Each line of the listing that contains the word "petal" is to be copied.
********
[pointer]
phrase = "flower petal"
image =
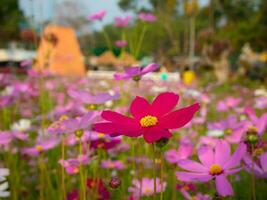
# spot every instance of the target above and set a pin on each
(222, 152)
(164, 103)
(191, 177)
(118, 129)
(236, 157)
(223, 186)
(206, 155)
(139, 107)
(155, 133)
(116, 117)
(191, 165)
(179, 118)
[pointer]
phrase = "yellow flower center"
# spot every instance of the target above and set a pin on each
(215, 169)
(63, 118)
(39, 148)
(148, 121)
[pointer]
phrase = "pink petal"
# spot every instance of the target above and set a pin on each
(116, 117)
(206, 155)
(191, 165)
(179, 118)
(222, 152)
(164, 103)
(263, 161)
(236, 157)
(118, 129)
(139, 107)
(223, 186)
(155, 133)
(191, 177)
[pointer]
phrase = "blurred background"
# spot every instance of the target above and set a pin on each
(217, 39)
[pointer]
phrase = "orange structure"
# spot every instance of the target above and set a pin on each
(59, 52)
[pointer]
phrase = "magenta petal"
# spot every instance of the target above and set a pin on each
(164, 103)
(155, 133)
(223, 186)
(191, 177)
(191, 165)
(236, 157)
(263, 161)
(179, 118)
(206, 155)
(222, 152)
(116, 117)
(139, 107)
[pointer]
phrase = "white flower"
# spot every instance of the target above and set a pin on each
(3, 183)
(21, 125)
(215, 133)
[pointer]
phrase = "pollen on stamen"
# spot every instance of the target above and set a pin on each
(215, 169)
(148, 121)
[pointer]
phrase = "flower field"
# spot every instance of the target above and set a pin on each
(83, 139)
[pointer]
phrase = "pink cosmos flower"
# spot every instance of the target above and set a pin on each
(259, 167)
(228, 103)
(147, 188)
(122, 21)
(185, 150)
(41, 146)
(121, 43)
(153, 121)
(147, 17)
(97, 16)
(215, 164)
(72, 165)
(112, 164)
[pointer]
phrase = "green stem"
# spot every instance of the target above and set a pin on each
(136, 53)
(154, 171)
(82, 180)
(62, 169)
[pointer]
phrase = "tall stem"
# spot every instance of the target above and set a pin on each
(253, 182)
(154, 171)
(161, 175)
(62, 169)
(82, 180)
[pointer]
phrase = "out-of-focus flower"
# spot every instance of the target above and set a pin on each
(87, 98)
(121, 43)
(153, 121)
(122, 21)
(185, 150)
(97, 16)
(215, 164)
(258, 167)
(112, 164)
(103, 193)
(22, 125)
(147, 17)
(41, 146)
(146, 187)
(72, 165)
(3, 183)
(230, 128)
(136, 73)
(228, 103)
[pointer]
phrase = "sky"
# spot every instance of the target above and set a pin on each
(43, 10)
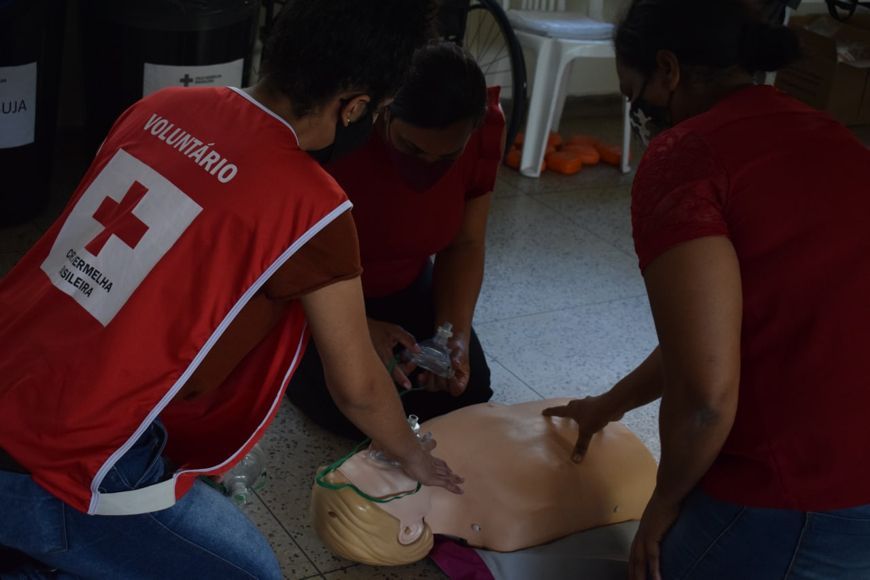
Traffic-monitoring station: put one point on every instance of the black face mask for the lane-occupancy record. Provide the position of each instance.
(648, 120)
(347, 138)
(417, 174)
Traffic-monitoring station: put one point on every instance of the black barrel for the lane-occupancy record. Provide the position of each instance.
(133, 47)
(31, 34)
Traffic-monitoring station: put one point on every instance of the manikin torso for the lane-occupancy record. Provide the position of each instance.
(521, 488)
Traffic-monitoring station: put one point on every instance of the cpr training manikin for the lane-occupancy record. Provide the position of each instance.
(521, 488)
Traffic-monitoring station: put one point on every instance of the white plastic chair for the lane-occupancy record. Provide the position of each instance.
(558, 38)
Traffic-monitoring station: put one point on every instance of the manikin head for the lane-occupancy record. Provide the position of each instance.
(521, 488)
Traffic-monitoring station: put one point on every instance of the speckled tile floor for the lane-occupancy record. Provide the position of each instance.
(562, 313)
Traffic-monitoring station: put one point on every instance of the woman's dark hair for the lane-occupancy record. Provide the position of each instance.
(319, 48)
(716, 34)
(444, 86)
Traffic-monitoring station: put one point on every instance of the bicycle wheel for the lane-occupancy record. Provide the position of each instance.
(491, 41)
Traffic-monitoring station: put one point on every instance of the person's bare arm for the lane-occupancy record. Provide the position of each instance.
(457, 278)
(359, 383)
(697, 303)
(641, 386)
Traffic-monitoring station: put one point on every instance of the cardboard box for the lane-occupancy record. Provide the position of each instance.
(834, 73)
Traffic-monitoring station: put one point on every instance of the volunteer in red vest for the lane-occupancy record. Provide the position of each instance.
(750, 213)
(149, 335)
(421, 186)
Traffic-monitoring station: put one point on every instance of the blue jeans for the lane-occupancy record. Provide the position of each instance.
(203, 535)
(715, 540)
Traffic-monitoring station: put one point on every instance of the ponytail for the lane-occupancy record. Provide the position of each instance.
(714, 33)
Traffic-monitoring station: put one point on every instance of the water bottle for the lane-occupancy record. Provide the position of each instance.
(434, 355)
(246, 476)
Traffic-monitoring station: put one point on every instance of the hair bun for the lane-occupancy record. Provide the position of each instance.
(768, 48)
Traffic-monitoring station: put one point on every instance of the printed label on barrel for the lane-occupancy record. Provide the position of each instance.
(161, 76)
(17, 105)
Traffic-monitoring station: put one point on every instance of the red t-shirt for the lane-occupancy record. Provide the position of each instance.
(399, 228)
(791, 189)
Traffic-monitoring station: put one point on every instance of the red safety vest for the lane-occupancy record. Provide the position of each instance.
(195, 199)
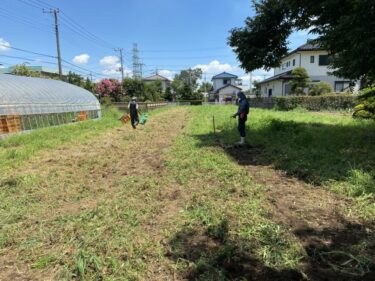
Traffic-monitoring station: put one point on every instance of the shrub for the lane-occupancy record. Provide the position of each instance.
(320, 88)
(316, 103)
(366, 108)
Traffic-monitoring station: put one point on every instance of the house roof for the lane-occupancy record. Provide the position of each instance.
(224, 75)
(285, 75)
(310, 45)
(155, 77)
(226, 86)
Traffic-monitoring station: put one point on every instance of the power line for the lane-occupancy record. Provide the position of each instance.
(26, 51)
(30, 4)
(82, 35)
(26, 22)
(184, 50)
(71, 24)
(86, 69)
(49, 56)
(88, 32)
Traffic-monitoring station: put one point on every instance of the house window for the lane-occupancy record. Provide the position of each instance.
(341, 86)
(323, 60)
(269, 93)
(288, 89)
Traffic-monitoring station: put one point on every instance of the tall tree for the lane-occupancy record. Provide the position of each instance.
(346, 29)
(23, 70)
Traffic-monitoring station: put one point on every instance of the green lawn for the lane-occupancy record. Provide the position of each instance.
(327, 149)
(166, 201)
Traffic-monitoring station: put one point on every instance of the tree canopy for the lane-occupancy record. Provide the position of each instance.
(346, 29)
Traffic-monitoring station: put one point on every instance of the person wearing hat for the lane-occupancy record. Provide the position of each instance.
(133, 111)
(242, 112)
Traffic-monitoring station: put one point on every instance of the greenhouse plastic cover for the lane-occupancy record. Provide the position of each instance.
(27, 95)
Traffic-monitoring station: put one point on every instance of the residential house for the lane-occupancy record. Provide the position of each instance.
(225, 87)
(165, 82)
(314, 59)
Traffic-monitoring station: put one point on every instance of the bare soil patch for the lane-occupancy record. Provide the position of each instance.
(78, 177)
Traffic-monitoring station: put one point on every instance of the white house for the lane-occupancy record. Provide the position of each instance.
(165, 82)
(309, 56)
(225, 87)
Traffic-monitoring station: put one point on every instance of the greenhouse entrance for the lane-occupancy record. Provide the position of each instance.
(31, 103)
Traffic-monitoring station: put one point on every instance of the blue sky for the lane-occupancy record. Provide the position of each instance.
(171, 34)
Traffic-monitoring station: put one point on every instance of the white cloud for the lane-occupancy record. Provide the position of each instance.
(215, 67)
(116, 72)
(110, 62)
(81, 59)
(112, 67)
(4, 45)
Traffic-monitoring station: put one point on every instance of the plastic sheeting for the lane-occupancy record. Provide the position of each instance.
(27, 95)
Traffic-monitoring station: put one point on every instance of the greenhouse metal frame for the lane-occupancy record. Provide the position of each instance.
(28, 103)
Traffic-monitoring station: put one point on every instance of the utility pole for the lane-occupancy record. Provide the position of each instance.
(137, 65)
(251, 84)
(121, 61)
(55, 12)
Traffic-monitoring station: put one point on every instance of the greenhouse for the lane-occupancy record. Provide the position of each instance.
(28, 103)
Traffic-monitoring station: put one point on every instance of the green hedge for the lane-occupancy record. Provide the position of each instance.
(316, 103)
(366, 107)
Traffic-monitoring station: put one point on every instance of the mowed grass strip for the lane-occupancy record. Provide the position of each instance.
(222, 232)
(200, 217)
(332, 150)
(66, 220)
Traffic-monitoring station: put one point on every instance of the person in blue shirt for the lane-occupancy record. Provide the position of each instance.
(133, 111)
(242, 112)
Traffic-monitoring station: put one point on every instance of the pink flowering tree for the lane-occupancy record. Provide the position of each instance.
(110, 88)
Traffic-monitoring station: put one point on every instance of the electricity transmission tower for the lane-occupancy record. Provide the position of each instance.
(137, 65)
(121, 61)
(55, 12)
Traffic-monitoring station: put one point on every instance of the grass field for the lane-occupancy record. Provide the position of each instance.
(101, 201)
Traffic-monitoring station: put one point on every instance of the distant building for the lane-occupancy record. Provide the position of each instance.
(314, 59)
(165, 82)
(225, 87)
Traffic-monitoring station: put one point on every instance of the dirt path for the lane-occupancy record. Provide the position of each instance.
(94, 166)
(319, 219)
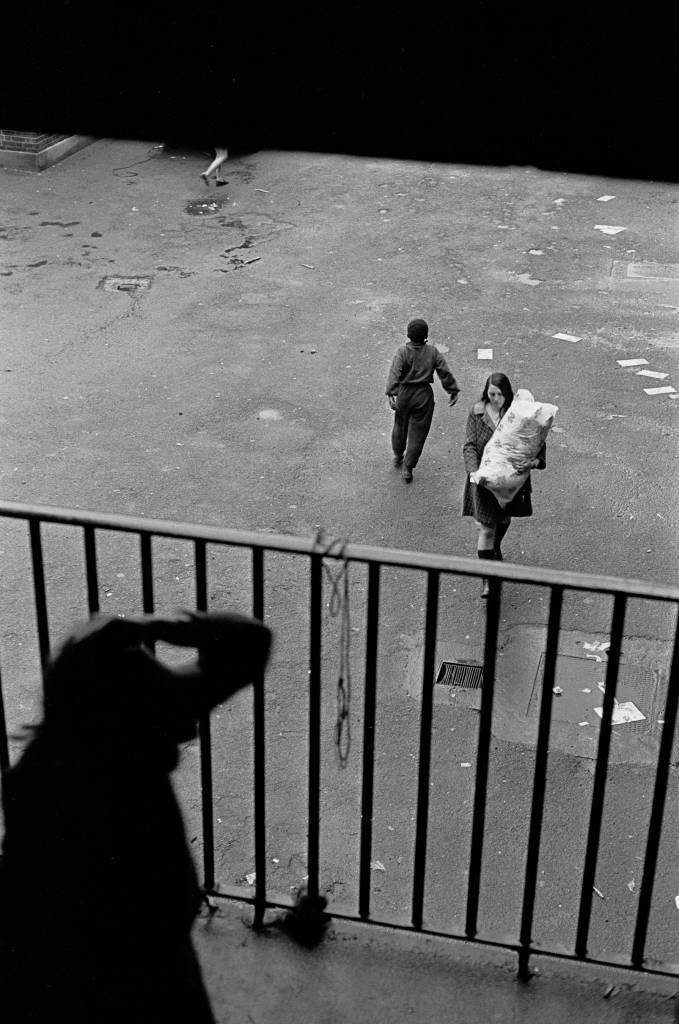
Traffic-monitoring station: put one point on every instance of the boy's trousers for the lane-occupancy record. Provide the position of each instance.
(415, 408)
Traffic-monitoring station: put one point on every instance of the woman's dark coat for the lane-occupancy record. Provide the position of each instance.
(478, 501)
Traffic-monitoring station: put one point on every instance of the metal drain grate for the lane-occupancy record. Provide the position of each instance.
(125, 284)
(466, 677)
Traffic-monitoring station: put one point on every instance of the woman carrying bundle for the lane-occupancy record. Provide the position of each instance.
(478, 502)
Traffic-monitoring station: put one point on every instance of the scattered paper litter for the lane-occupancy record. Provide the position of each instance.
(651, 373)
(624, 713)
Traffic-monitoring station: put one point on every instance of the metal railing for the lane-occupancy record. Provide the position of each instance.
(376, 559)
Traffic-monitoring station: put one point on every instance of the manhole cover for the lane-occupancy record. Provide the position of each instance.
(458, 674)
(125, 284)
(581, 681)
(204, 207)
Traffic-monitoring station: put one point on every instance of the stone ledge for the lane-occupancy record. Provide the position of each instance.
(40, 161)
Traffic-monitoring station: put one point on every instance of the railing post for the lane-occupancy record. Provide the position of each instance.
(658, 808)
(539, 781)
(314, 724)
(4, 745)
(478, 820)
(369, 739)
(205, 735)
(90, 566)
(599, 787)
(426, 714)
(39, 591)
(259, 752)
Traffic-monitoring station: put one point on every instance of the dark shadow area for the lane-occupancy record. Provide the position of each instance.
(581, 88)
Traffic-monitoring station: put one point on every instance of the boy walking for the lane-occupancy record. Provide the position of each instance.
(411, 395)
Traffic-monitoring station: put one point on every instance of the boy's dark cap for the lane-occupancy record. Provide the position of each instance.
(418, 331)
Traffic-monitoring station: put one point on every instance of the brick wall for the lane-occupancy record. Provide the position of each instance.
(27, 141)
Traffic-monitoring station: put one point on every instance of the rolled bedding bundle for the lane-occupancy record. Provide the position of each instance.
(517, 439)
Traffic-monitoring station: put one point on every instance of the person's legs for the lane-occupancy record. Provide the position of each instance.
(220, 157)
(399, 429)
(485, 549)
(500, 531)
(422, 411)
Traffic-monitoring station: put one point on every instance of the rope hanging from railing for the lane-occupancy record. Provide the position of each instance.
(339, 605)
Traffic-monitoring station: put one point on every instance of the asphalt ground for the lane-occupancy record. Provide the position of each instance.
(245, 387)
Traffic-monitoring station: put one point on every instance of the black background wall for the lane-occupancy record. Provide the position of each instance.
(582, 87)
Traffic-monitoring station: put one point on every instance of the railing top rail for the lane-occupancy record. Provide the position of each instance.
(353, 552)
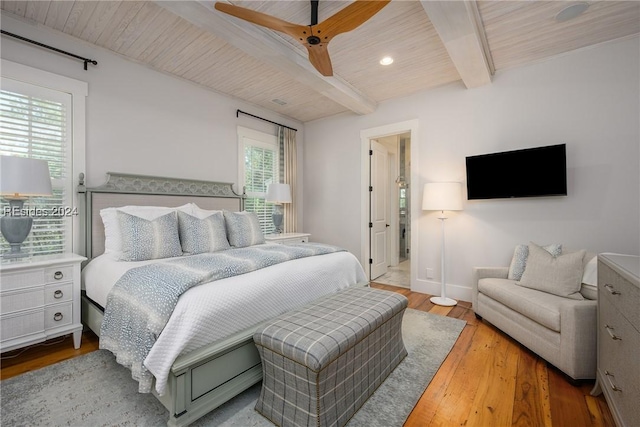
********
* _SOLUTION FOR THIS TASK_
phrase = "flower petal"
phrase = "pink petal"
phrase = "magenta petal"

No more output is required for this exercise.